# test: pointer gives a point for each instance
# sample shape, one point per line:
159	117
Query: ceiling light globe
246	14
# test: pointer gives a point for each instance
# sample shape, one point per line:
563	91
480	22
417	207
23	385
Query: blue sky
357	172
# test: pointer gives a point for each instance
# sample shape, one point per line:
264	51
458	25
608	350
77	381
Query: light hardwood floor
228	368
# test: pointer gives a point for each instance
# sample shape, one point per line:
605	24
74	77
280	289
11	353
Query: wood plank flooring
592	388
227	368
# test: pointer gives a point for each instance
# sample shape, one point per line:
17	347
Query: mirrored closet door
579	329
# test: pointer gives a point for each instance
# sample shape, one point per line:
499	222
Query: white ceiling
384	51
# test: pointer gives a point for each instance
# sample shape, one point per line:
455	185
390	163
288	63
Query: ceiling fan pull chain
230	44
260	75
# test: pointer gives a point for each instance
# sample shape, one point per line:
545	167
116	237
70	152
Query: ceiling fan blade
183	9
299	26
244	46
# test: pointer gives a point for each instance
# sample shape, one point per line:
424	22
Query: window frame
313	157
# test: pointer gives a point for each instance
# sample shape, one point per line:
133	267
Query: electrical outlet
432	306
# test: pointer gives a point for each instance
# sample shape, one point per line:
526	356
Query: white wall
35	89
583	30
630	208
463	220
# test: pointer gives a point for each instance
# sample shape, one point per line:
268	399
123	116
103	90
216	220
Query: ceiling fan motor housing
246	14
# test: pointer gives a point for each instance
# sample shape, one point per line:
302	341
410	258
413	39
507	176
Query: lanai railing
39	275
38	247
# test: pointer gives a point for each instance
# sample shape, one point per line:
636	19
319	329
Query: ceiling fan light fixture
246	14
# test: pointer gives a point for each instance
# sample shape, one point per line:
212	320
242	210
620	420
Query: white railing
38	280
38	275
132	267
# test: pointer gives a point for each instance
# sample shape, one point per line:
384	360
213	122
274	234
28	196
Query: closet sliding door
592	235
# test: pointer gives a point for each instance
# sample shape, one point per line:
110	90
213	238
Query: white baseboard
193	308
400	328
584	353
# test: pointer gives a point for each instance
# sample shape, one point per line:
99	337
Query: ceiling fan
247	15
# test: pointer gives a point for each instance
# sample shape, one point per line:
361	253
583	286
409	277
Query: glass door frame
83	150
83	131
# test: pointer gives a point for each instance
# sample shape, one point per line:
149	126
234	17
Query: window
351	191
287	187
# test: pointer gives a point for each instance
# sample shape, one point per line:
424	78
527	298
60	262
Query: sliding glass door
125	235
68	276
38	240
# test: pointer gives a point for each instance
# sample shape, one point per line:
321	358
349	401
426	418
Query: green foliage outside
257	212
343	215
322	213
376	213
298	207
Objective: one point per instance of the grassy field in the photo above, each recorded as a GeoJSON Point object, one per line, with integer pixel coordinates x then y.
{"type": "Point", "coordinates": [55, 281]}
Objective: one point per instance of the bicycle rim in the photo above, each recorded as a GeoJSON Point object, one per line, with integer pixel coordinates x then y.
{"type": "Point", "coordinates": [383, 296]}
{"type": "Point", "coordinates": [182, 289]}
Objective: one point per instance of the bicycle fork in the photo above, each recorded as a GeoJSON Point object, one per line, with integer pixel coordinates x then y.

========================================

_Work task_
Once you have read the records above, set each one down again exactly.

_Answer to this problem_
# test: pointer gives a point for each instance
# sample shape, one point per line:
159	117
Query: ceiling light globe
246	14
# test: pointer gives a point for each instance
# sample shape, one point per line:
563	91
480	22
417	207
23	385
Query: blue sky
357	172
# test: pointer gives a point for each instance
# sample shape, one point per line:
264	51
458	25
608	350
77	381
Query: light hardwood floor
228	368
# test: pointer gives a point for each instance
# sample shape, one point per line:
605	24
74	77
280	289
11	353
Query: wood plank flooring
592	388
227	368
# test: pointer gives a point for each instance
# sample shape, one point per line:
17	347
Query: mirrored closet door
579	329
# test: pointer gives a point for each instance
# sample shape, one point per line:
499	222
Query: white ceiling
384	51
# test: pointer gives a point for each instance
# sample shape, one point per line:
455	185
390	163
288	63
Query: ceiling fan pull chain
230	44
260	75
# test: pointer gives a point for each instance
# sample shape, one point per line:
545	167
116	237
70	152
Query: ceiling fan blade
183	9
299	26
244	46
# test: pointer gives a point for each instance
# sample shape, one point per line:
424	22
Query: window frame
313	157
# test: pointer gives a point for each instance
# sample shape, one point per line:
133	267
Query: electrical outlet
432	306
# test: pointer gives a point for each instance
# sample shape, one point per line:
526	356
Query: white wall
35	89
583	30
630	208
463	220
# test: pointer gives a point for each instance
# sample shape, one point per line:
268	399
123	116
103	90
216	220
Query: ceiling fan motor housing
246	14
# test: pointer gives a point for each instance
# sample shape, one point per line:
302	341
410	258
413	39
507	176
Query: lanai railing
39	275
38	247
# test: pointer gives a point for each instance
# sample shape, one point per line:
636	19
319	329
Query: ceiling fan light fixture
246	14
# test: pointer gives a point for each instance
# sample shape, one point per line:
212	320
242	210
620	420
Query: white railing
38	280
38	275
132	267
# test: pointer gives a point for each instance
# sample shape, one point per line:
384	360
213	122
274	234
28	196
Query: closet sliding door
592	235
# test: pointer gives a point for each instance
# sample shape, one point per line:
110	90
213	238
Query: white baseboard
193	308
400	328
584	353
# test: pointer gives a point for each instance
# sample shape, one point per line:
99	337
Query: ceiling fan
247	15
# test: pointer gives a point for each instance
# sample shape, one point per line:
361	253
583	286
409	277
Query: glass door frame
83	150
83	131
# test: pointer gives a point for each instance
# sample shape, one point per line:
149	126
234	17
Query: window
351	191
287	187
# test: pointer gives a point for each instance
# sample shape, one point per line:
424	78
527	298
60	262
Query: sliding glass door
125	235
68	276
38	240
# test: pointer gives a point for each instance
# sample shape, one point per line:
321	358
349	401
426	418
Query: green foliage outside
257	212
343	215
322	213
376	213
298	207
Objective: one point per instance of the grassy field in the photo above, each recorded as a GeoJSON Point object, one per line, with integer pixel coordinates x then y.
{"type": "Point", "coordinates": [55, 281]}
Objective: one point per instance of the bicycle rim in the photo above, each recorded as a GeoJSON Point object, one per line, with integer pixel coordinates x then y.
{"type": "Point", "coordinates": [383, 296]}
{"type": "Point", "coordinates": [182, 289]}
Objective: one point per instance of the bicycle fork in the photo above, each recorded as a GeoJSON Point object, one per line, with integer pixel coordinates x then y.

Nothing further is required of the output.